What to work on →
Please put the lines into a Markdown table with the columns Row and Line, numbering each row and leaving out blank lines, starting at the line that contains "Where can the black eyeglasses" and ending at the line that contains "x=206, y=259".

Supplied data →

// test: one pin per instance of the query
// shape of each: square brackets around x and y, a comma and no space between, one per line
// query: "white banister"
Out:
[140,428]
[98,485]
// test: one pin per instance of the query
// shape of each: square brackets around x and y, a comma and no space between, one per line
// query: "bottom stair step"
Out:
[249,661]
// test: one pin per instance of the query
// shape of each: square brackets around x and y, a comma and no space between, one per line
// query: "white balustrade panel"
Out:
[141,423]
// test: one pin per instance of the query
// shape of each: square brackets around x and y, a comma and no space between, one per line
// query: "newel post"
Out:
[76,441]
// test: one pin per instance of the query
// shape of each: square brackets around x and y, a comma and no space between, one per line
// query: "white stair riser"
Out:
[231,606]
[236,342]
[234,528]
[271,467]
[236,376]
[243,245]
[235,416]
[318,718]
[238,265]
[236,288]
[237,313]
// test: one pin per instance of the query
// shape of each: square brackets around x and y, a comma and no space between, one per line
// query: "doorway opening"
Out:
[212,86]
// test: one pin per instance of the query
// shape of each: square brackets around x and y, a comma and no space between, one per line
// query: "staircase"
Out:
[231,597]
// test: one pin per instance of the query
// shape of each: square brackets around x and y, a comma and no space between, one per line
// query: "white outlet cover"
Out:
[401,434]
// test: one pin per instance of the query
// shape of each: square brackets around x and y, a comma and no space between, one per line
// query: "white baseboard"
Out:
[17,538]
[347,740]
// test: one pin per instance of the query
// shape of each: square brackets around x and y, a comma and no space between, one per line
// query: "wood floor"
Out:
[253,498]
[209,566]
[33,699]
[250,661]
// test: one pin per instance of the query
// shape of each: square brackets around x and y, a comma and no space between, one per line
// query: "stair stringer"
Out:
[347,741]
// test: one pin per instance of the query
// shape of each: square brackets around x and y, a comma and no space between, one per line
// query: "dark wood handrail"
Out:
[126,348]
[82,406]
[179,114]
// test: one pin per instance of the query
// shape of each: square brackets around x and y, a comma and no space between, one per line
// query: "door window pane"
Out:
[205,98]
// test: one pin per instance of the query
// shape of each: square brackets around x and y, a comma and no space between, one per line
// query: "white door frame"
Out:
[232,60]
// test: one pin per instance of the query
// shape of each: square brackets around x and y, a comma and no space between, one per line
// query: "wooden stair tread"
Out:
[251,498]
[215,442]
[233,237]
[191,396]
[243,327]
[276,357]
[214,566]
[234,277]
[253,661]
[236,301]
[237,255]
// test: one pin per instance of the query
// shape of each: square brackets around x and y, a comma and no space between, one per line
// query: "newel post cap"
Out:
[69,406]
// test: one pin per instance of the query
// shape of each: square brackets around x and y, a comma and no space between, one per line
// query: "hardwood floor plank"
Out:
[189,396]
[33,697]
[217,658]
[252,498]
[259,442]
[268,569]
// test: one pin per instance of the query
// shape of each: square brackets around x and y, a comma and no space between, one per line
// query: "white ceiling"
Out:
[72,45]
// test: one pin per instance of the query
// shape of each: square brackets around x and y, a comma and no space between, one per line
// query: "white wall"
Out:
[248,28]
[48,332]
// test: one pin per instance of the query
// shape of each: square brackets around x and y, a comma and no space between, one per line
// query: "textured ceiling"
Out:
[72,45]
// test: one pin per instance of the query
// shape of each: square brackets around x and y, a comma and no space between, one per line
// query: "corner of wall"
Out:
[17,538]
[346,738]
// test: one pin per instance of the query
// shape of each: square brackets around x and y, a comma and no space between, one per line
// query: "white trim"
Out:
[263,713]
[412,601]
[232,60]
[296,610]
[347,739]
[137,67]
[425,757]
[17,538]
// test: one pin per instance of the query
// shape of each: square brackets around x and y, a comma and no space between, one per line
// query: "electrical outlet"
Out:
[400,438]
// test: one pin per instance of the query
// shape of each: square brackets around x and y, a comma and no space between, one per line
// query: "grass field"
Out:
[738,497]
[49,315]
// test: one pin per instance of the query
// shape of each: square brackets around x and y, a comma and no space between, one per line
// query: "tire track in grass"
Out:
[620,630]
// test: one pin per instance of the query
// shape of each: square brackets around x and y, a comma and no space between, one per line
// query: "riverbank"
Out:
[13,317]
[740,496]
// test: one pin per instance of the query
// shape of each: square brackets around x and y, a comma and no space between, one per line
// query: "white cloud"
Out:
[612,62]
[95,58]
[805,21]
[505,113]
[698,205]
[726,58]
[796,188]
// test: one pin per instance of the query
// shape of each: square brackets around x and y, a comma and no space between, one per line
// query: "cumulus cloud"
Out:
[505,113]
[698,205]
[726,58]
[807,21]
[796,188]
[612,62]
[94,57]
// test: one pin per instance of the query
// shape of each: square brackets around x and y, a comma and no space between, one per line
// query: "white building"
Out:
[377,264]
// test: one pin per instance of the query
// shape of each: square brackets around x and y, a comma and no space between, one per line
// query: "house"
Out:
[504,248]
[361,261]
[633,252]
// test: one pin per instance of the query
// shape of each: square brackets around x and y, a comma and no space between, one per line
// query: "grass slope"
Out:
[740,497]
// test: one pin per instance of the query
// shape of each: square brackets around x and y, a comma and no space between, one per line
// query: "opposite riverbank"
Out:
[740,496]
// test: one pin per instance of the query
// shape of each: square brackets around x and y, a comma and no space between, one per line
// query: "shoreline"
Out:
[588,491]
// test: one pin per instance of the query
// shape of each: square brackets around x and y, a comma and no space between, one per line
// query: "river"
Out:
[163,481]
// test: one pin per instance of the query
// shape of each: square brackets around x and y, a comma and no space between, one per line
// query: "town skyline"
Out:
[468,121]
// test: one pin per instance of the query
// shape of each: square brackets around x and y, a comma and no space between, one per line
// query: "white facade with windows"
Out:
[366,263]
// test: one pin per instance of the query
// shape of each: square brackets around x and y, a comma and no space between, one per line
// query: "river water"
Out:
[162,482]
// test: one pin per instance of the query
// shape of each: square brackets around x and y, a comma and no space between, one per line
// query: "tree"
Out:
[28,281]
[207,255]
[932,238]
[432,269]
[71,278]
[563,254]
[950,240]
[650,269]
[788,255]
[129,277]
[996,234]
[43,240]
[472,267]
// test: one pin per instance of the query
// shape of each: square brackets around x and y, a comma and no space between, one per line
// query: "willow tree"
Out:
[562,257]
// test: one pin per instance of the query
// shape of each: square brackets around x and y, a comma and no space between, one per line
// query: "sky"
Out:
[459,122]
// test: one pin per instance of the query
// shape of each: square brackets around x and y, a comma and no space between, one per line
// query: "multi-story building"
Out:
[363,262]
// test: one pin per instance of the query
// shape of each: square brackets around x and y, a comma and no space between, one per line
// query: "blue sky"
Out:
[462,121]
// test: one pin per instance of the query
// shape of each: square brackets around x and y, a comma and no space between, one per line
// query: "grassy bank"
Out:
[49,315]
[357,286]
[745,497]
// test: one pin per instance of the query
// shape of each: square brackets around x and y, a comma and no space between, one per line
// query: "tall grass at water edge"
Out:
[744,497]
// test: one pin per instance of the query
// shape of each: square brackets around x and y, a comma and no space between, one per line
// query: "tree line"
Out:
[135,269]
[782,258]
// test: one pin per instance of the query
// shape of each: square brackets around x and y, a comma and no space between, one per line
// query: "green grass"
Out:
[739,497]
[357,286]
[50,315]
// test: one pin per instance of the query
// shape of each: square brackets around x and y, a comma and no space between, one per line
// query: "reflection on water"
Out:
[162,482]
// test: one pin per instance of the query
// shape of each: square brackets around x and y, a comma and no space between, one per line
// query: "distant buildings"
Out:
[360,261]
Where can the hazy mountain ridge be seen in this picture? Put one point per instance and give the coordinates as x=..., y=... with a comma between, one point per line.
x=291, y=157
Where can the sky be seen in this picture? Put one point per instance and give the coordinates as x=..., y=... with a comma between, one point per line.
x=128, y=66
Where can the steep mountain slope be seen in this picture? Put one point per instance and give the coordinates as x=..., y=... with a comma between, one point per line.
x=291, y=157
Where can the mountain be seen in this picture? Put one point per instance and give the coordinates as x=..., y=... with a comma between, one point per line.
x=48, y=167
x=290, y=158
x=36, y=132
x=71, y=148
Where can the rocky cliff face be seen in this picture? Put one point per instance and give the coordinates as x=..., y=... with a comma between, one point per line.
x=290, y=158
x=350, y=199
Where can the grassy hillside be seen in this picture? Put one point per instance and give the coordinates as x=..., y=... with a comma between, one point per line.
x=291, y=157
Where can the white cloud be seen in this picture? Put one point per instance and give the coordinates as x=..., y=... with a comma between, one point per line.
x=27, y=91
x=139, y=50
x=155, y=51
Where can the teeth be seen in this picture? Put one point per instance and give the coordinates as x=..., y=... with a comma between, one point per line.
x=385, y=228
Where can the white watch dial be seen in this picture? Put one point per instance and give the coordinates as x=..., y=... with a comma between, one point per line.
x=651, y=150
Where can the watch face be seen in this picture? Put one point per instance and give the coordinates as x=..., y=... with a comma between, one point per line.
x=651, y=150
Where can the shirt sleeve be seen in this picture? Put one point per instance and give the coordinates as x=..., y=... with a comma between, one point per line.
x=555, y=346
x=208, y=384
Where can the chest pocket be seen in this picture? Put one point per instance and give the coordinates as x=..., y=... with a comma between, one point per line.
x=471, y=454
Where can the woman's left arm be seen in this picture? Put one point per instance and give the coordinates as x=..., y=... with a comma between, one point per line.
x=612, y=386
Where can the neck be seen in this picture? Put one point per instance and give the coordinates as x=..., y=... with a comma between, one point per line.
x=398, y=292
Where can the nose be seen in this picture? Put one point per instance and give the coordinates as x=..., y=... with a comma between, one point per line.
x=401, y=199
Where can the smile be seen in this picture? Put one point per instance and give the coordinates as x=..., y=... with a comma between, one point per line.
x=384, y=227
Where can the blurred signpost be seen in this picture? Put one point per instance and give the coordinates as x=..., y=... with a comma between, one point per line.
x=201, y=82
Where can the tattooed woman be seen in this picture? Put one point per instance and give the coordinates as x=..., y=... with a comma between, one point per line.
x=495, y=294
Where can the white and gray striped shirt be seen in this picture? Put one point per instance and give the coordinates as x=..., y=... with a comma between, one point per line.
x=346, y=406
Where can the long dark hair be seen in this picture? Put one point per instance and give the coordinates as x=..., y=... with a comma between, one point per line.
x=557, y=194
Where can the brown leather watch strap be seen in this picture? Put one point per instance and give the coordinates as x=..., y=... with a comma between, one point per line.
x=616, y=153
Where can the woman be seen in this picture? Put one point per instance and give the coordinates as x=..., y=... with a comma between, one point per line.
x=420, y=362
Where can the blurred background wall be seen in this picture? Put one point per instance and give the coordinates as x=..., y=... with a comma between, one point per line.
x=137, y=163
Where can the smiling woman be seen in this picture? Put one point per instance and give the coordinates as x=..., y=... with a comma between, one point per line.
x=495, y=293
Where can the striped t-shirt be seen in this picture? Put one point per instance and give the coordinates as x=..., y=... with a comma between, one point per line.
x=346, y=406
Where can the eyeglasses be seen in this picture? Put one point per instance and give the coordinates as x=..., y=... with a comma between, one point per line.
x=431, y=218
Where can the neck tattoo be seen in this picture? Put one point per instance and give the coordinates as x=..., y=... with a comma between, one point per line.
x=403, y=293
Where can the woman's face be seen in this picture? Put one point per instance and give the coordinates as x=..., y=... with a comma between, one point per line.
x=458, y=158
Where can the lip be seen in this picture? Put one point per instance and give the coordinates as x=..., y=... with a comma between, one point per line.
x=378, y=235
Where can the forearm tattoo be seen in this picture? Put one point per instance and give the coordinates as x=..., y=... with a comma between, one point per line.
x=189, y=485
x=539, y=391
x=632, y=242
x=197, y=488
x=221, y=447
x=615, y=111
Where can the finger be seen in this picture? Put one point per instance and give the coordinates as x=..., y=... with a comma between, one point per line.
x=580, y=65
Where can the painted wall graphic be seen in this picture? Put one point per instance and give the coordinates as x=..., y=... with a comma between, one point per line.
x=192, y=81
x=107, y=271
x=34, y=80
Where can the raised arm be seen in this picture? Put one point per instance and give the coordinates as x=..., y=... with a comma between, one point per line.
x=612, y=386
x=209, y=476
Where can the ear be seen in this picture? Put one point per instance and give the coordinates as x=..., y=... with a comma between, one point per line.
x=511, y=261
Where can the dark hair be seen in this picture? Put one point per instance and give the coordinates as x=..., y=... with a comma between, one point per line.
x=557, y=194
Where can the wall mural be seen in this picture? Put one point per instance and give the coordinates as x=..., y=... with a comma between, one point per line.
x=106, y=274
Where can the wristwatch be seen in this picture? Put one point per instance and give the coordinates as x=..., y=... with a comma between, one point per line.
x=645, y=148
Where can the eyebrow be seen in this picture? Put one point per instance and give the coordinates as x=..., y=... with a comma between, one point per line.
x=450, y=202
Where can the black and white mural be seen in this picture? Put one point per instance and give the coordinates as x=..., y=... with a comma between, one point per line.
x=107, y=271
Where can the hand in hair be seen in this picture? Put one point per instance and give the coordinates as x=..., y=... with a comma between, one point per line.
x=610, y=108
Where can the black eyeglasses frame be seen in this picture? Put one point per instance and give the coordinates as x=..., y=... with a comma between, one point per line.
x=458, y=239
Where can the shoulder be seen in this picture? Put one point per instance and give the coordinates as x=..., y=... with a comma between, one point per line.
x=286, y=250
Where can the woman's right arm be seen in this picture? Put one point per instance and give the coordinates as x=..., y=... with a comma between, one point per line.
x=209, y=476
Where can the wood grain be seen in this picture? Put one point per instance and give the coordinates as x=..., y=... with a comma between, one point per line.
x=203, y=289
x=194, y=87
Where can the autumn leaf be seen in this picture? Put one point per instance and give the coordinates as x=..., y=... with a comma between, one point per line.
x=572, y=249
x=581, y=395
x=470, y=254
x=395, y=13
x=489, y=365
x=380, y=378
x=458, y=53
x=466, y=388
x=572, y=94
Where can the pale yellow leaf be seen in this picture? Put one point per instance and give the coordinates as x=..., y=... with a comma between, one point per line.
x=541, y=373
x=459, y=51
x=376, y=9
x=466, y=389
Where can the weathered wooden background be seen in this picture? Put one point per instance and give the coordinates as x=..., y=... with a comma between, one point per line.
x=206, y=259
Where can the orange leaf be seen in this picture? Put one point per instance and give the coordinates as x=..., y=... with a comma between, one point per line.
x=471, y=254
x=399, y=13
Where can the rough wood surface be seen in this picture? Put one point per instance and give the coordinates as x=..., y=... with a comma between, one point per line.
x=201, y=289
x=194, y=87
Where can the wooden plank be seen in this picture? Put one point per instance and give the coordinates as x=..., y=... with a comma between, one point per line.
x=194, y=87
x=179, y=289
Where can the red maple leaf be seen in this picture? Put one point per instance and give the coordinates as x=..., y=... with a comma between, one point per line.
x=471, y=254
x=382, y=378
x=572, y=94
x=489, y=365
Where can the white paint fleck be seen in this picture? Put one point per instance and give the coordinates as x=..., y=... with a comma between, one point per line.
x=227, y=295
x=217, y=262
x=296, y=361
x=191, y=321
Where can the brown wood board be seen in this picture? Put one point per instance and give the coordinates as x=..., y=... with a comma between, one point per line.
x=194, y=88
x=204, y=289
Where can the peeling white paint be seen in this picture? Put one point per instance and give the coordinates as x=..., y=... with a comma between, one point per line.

Finished answer →
| Row | Line |
|---|---|
| 1 | Where can the black eyeglasses frame be seen in this picture? Put one point per instance and give the coordinates as x=..., y=... with a comma between, one point per line. |
| 2 | x=458, y=239 |
| 3 | Where can the shoulder be seen in this picture? Put one point per instance and give the coordinates as x=..., y=... with a comma between, one point per line. |
| 4 | x=286, y=250 |
| 5 | Where can the woman's right arm be seen in this picture? Put one point per instance and give the coordinates as x=..., y=... with a comma between, one point per line. |
| 6 | x=209, y=476 |
| 7 | Where can the wood grain be seen in this picture? Put one point per instance and give the coordinates as x=..., y=... with a comma between, one point per line. |
| 8 | x=203, y=289 |
| 9 | x=194, y=87 |
| 10 | Where can the autumn leaf be seen in this picture? Put one point per instance and give the coordinates as x=..., y=... with a comma between, one point per line. |
| 11 | x=572, y=249 |
| 12 | x=581, y=395 |
| 13 | x=470, y=254 |
| 14 | x=395, y=13 |
| 15 | x=489, y=365 |
| 16 | x=380, y=378 |
| 17 | x=458, y=53 |
| 18 | x=466, y=388 |
| 19 | x=572, y=94 |
| 20 | Where can the pale yellow leaf be seen in this picture? Put one point per instance and give the coordinates as x=..., y=... with a comma between, one point per line. |
| 21 | x=541, y=373 |
| 22 | x=459, y=51 |
| 23 | x=376, y=9 |
| 24 | x=466, y=389 |
| 25 | Where can the weathered wooden background be seen in this picture? Put one point per instance and give the coordinates as x=..., y=... with a comma between, one point per line. |
| 26 | x=206, y=259 |